● TO DO
Only the lines from the first line of the material below to the line containing "Please identify the man's bald", inclusive, should be copied, each exactly as written.

● PROVIDED ENTRIES
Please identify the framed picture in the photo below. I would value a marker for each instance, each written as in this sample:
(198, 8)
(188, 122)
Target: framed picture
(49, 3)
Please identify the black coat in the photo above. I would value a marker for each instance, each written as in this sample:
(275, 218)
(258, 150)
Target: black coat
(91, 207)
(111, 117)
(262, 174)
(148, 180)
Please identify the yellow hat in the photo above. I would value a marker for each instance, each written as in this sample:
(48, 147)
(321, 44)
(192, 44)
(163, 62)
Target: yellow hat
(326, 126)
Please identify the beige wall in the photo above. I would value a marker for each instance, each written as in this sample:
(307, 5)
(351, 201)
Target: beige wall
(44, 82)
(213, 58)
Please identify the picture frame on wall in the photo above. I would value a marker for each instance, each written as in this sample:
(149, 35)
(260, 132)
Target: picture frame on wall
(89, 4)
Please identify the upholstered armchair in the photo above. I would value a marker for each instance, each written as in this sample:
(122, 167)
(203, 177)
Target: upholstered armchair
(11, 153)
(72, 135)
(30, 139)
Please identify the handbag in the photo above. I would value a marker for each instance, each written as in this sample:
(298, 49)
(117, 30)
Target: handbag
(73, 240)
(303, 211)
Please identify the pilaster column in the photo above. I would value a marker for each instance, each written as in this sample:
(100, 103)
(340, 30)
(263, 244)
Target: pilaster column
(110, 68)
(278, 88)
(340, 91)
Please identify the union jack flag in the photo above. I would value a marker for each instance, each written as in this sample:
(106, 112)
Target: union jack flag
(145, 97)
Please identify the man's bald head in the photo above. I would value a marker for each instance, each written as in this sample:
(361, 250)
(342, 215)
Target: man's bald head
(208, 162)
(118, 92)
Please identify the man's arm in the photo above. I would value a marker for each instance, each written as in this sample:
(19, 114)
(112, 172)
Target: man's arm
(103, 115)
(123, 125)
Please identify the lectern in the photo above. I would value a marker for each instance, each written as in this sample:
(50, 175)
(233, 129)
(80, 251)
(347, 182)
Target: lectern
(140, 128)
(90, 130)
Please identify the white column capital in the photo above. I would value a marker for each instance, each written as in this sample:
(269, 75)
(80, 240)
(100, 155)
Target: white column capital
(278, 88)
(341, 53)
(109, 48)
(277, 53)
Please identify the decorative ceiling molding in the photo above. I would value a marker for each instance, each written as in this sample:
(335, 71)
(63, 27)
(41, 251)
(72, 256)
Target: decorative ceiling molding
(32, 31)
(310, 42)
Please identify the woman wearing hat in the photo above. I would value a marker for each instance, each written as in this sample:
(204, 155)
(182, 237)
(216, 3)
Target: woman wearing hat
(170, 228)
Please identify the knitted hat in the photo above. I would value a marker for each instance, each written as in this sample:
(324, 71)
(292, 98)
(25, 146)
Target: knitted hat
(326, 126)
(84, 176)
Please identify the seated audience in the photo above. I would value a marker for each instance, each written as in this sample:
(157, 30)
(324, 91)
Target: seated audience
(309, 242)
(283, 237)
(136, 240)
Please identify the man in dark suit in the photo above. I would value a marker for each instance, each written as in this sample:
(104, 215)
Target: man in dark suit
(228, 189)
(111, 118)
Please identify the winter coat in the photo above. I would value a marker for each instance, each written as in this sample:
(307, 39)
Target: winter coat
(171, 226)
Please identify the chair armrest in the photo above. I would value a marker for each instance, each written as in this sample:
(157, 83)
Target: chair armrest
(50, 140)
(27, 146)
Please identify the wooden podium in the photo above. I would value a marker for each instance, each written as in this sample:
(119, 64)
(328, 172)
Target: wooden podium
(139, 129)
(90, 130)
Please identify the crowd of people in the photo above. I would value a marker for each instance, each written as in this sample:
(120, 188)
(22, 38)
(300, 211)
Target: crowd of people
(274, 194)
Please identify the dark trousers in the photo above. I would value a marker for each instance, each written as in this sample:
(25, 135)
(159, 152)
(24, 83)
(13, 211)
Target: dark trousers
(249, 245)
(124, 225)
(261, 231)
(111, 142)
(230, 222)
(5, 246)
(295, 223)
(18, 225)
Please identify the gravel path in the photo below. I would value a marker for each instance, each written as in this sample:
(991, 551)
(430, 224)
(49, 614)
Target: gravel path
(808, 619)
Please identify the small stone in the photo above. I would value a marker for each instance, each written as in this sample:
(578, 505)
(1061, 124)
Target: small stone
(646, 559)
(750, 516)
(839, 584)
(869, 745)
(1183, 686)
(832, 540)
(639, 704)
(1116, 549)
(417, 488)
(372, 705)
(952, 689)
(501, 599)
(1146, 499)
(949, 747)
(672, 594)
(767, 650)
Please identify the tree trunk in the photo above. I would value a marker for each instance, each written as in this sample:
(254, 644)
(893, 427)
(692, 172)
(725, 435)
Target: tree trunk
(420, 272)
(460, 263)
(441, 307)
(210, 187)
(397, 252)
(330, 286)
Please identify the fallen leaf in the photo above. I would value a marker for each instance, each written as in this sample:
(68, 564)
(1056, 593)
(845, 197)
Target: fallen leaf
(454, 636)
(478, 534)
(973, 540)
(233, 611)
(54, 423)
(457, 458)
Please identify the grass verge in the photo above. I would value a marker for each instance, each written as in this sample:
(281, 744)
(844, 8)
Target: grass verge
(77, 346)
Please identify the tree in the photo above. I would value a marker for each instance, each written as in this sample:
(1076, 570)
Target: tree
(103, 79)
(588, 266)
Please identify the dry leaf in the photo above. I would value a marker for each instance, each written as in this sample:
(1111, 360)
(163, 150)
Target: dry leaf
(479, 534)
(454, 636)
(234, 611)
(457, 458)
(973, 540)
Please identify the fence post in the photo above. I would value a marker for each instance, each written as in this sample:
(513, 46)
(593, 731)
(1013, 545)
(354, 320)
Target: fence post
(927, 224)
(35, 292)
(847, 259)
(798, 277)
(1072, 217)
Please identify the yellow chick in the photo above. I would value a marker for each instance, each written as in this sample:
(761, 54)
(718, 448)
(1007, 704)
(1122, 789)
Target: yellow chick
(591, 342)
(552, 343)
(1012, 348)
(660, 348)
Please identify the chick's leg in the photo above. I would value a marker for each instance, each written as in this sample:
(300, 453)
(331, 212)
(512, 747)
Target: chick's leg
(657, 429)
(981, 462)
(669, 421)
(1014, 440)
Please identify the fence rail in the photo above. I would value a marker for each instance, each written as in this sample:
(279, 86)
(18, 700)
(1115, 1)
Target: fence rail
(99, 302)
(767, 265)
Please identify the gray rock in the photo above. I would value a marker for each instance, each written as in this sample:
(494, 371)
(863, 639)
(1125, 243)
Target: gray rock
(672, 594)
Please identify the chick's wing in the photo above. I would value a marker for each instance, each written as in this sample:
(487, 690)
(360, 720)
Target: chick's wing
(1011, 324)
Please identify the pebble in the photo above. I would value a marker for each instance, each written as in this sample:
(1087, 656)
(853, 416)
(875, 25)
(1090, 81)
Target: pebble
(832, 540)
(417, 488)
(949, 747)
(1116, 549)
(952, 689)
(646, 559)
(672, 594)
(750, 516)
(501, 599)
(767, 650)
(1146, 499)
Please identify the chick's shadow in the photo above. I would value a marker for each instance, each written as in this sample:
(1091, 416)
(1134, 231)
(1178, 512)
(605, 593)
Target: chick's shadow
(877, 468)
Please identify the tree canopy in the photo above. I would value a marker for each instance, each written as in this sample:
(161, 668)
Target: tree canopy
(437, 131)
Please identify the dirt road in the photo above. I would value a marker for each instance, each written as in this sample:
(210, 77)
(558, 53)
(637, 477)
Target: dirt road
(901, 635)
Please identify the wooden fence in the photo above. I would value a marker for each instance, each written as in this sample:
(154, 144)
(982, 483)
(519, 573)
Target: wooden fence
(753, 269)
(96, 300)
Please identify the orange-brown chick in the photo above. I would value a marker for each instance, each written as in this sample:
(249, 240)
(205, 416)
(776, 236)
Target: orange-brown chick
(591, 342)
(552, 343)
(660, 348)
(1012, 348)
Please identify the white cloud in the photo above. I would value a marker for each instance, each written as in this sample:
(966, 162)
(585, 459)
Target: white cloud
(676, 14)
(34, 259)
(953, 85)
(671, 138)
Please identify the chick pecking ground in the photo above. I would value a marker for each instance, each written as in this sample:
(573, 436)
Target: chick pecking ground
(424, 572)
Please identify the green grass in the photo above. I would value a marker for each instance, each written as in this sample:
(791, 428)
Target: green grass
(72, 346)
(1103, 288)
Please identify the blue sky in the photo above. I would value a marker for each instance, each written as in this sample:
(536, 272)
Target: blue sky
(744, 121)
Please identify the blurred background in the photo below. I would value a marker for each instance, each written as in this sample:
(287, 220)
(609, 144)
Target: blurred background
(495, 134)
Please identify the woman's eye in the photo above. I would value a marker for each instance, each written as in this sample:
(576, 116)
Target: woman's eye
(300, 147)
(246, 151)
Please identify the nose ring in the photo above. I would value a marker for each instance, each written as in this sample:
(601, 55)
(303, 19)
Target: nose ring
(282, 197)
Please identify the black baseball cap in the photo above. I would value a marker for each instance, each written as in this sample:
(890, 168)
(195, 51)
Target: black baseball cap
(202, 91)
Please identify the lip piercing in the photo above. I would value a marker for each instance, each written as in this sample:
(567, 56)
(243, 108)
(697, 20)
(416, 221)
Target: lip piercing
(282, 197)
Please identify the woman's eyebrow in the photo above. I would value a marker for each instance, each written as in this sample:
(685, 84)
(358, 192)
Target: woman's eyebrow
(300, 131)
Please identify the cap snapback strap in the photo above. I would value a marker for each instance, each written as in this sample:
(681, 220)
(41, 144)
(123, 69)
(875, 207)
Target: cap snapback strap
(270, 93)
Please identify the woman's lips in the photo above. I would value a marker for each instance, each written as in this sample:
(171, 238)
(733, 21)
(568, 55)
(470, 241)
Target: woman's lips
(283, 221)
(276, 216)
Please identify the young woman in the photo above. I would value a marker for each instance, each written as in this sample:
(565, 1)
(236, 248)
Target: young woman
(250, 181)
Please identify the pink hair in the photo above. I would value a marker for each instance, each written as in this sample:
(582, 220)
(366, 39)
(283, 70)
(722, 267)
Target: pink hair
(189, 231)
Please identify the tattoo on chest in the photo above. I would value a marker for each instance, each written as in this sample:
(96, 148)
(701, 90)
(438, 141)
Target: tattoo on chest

● OUTPUT BELOW
Please identify the framed picture in the photo below. I would value a marker for each instance, each written as in this sample:
(198, 8)
(188, 122)
Target: framed picture
(49, 3)
Please identify the black coat in the photo above. I would value a marker for each instance, each written as in this sample:
(275, 218)
(258, 150)
Target: black coat
(91, 207)
(111, 117)
(262, 174)
(148, 180)
Please identify the yellow hat in the photo above. I would value a marker for each instance, each written as in this sample:
(48, 147)
(321, 44)
(192, 44)
(163, 62)
Target: yellow hat
(326, 126)
Please identify the beige wall in the photo above. I would value a marker for each instance, each written as in this sample:
(307, 5)
(351, 201)
Target: beige wall
(44, 82)
(213, 58)
Please identify the picture frame on wall in the photo above. I would value a marker for each instance, each written as in this sample:
(149, 35)
(260, 132)
Target: picture frame on wall
(89, 4)
Please identify the upholstered armchair in the photo above. I would value a marker for each instance, each written as in this sample:
(122, 167)
(203, 177)
Target: upholstered armchair
(11, 153)
(72, 135)
(30, 139)
Please identify the handbag in the photo above. I would value a marker for each instance, each written as in this sample:
(298, 49)
(117, 30)
Target: handbag
(73, 240)
(303, 211)
Please identify the pilaster column in the photo above. I would value a marker for each instance, each written as in this sample:
(100, 103)
(340, 30)
(263, 244)
Target: pilaster column
(110, 68)
(278, 88)
(340, 91)
Please identify the union jack flag in the photo above. I would value a marker for each instance, each written as in this sample:
(106, 112)
Target: union jack flag
(145, 97)
Please identify the man's bald head in the photo above. I would value a marker for each instance, each written as in this sample:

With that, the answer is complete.